◆ Given task:
Copy exactly the lines of the records below, starting at the line that contains "target: speckled countertop" and continuing through the last line, both included; omit any pictures.

◆ Records for the exercise:
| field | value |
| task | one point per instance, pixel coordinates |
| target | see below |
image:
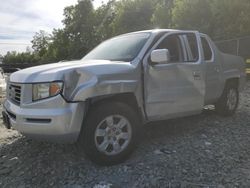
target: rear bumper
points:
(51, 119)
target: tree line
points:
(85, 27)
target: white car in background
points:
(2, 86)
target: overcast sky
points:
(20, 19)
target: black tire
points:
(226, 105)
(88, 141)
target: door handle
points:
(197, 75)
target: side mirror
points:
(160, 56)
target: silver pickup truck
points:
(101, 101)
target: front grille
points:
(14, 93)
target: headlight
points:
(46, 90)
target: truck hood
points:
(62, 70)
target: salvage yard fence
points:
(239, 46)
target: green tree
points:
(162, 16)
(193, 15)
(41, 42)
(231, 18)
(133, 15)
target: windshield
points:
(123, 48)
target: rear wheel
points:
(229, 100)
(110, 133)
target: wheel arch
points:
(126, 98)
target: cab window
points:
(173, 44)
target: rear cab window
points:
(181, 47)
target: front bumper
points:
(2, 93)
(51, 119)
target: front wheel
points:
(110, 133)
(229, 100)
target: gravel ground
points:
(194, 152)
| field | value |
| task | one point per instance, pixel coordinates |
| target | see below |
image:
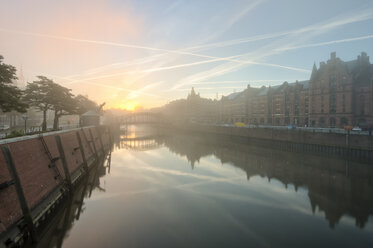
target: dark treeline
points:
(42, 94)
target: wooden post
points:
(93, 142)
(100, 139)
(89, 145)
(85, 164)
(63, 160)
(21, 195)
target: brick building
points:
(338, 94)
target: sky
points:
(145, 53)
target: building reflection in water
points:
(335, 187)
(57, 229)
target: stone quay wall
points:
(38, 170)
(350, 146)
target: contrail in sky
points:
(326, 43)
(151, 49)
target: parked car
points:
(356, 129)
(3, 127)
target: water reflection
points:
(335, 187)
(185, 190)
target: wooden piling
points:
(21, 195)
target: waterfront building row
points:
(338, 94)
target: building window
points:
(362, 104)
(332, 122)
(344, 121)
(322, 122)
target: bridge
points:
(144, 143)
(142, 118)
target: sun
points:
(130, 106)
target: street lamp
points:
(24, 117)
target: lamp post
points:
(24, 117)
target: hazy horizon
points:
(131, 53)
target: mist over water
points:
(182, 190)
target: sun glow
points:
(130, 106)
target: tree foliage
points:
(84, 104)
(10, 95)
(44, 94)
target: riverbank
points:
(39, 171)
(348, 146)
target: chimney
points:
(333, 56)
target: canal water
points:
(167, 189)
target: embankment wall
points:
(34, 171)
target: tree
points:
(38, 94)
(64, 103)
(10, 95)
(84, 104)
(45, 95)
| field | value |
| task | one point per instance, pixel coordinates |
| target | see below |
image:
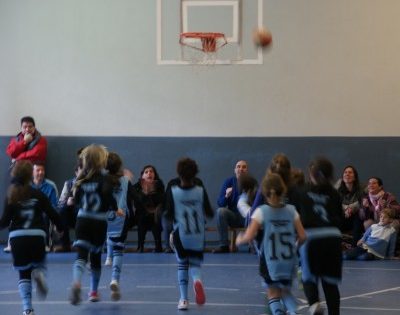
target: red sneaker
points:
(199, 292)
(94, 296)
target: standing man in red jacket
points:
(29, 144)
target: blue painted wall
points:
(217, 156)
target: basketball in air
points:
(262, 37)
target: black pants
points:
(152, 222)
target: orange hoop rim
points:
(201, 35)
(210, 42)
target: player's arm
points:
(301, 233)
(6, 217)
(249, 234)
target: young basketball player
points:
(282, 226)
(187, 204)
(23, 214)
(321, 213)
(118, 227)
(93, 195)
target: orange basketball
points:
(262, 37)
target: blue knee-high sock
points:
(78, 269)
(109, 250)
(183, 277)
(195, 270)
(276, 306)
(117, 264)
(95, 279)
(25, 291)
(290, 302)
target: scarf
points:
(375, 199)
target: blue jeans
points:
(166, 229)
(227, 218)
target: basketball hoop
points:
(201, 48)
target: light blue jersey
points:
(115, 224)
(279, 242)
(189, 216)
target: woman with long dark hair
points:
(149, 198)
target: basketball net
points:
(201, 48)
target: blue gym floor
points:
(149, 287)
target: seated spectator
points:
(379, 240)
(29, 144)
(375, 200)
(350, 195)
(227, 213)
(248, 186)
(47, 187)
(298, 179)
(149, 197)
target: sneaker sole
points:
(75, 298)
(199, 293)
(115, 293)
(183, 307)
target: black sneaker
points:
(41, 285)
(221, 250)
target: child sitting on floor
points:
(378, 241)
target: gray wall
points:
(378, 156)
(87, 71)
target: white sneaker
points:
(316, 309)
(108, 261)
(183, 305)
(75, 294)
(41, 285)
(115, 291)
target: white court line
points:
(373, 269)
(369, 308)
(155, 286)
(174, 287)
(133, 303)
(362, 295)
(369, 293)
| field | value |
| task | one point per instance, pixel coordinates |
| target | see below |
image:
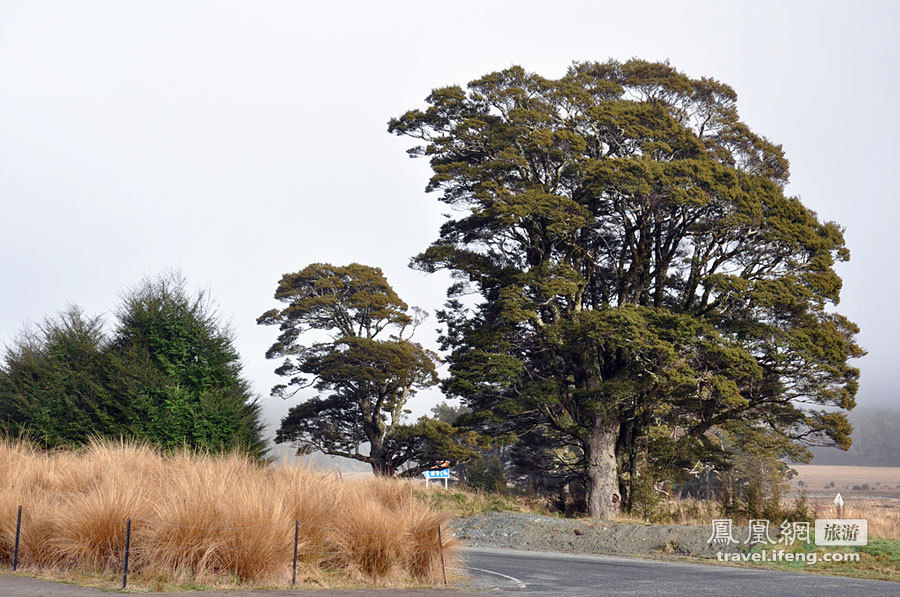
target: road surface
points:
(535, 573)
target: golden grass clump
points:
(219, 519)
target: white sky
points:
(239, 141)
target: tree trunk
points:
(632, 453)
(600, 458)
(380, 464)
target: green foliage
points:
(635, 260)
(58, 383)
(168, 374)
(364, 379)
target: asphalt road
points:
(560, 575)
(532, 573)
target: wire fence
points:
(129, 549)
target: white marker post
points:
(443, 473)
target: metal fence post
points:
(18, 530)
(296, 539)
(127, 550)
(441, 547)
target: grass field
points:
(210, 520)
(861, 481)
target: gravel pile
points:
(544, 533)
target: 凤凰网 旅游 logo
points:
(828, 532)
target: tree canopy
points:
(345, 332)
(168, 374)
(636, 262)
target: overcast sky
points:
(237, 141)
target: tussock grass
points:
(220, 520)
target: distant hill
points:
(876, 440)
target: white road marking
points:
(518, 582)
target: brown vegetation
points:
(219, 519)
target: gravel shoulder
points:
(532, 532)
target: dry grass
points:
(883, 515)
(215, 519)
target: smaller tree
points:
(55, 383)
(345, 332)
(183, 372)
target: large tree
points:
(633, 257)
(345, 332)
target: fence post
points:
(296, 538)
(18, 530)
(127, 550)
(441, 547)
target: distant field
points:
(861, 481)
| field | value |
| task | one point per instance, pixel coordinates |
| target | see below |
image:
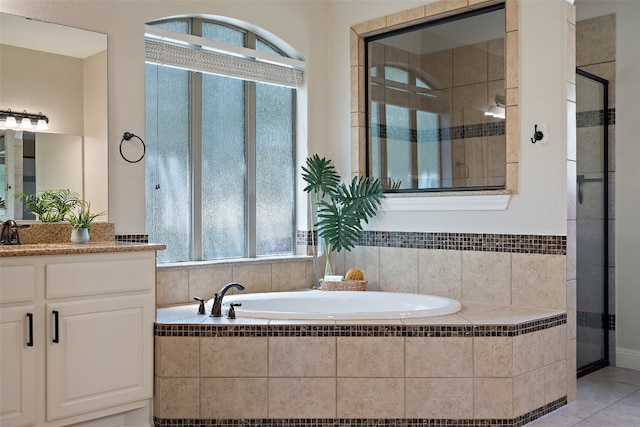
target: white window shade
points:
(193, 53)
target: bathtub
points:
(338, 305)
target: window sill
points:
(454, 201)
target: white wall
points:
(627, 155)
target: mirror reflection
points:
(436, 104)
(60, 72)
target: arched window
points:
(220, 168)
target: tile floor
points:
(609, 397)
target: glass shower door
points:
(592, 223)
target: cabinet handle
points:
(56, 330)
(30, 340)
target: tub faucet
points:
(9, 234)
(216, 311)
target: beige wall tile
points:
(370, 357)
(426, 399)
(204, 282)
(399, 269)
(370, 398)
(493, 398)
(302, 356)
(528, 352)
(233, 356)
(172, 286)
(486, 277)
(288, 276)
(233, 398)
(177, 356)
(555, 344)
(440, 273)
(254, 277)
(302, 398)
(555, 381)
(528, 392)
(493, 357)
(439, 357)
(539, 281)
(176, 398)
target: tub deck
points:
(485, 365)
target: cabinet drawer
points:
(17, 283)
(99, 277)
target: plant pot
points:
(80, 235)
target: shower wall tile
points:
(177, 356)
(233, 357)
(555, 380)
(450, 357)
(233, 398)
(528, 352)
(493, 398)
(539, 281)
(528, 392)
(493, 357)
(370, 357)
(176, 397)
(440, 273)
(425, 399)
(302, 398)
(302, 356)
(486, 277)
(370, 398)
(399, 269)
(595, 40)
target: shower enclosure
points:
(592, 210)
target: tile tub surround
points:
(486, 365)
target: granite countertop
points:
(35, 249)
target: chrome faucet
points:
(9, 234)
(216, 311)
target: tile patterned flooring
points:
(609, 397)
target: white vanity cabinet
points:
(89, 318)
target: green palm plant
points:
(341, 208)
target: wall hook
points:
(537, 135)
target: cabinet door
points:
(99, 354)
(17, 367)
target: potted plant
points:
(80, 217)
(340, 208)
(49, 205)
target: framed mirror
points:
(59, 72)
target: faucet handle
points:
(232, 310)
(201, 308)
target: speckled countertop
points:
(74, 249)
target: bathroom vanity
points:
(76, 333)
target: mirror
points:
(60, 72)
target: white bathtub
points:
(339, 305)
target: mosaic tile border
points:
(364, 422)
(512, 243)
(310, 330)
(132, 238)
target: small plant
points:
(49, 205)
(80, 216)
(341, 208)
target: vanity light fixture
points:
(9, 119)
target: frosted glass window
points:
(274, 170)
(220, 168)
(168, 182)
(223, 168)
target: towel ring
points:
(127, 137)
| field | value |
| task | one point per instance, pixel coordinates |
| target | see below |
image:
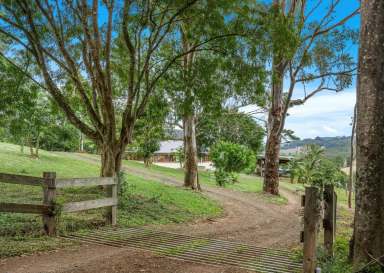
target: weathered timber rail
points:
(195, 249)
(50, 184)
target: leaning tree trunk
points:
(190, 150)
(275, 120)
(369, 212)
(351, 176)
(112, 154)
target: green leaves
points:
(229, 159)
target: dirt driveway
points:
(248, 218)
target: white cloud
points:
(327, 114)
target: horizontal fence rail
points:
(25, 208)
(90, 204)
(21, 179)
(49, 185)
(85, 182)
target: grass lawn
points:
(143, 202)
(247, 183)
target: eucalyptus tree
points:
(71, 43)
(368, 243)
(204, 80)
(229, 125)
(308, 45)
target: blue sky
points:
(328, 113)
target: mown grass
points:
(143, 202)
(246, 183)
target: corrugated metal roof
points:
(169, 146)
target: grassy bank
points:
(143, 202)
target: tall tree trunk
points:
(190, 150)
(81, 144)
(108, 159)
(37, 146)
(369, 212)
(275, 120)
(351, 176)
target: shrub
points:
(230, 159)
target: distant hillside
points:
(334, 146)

◆ Final result:
target: speckled countertop
points:
(74, 249)
target: bathroom vanity
points:
(76, 333)
target: mirror
points:
(60, 72)
target: white bathtub
points:
(339, 305)
target: mosaic tile border
points:
(364, 422)
(512, 243)
(310, 330)
(132, 238)
target: small plant
points:
(49, 205)
(80, 216)
(341, 208)
target: vanity light fixture
points:
(9, 119)
target: frosted glass window
points:
(274, 170)
(220, 168)
(168, 182)
(223, 168)
target: towel ring
points:
(127, 137)
| field | value |
| task | one point per instance, pixel coordinates |
| target | see below |
image:
target: weathered timber rail
points:
(195, 249)
(50, 184)
target: leaning tree trunk
points:
(190, 150)
(275, 120)
(369, 212)
(351, 176)
(112, 154)
target: green leaves
points:
(229, 159)
target: dirt driveway
points:
(248, 218)
target: white cloud
points:
(327, 114)
target: horizontal fence rail
points:
(25, 208)
(90, 204)
(21, 179)
(49, 185)
(85, 182)
target: grass lawn
points:
(143, 202)
(247, 183)
target: eucalyptus tree
points:
(71, 43)
(368, 243)
(204, 80)
(229, 125)
(308, 45)
target: blue sky
points:
(328, 113)
target: mown grass
points:
(143, 202)
(246, 183)
target: corrugated metal roof
points:
(169, 146)
target: grassy bank
points:
(143, 202)
target: tall tree trunk
points:
(190, 150)
(81, 144)
(108, 159)
(37, 146)
(369, 212)
(275, 120)
(351, 176)
target: shrub
points:
(230, 159)
target: distant hillside
points:
(334, 146)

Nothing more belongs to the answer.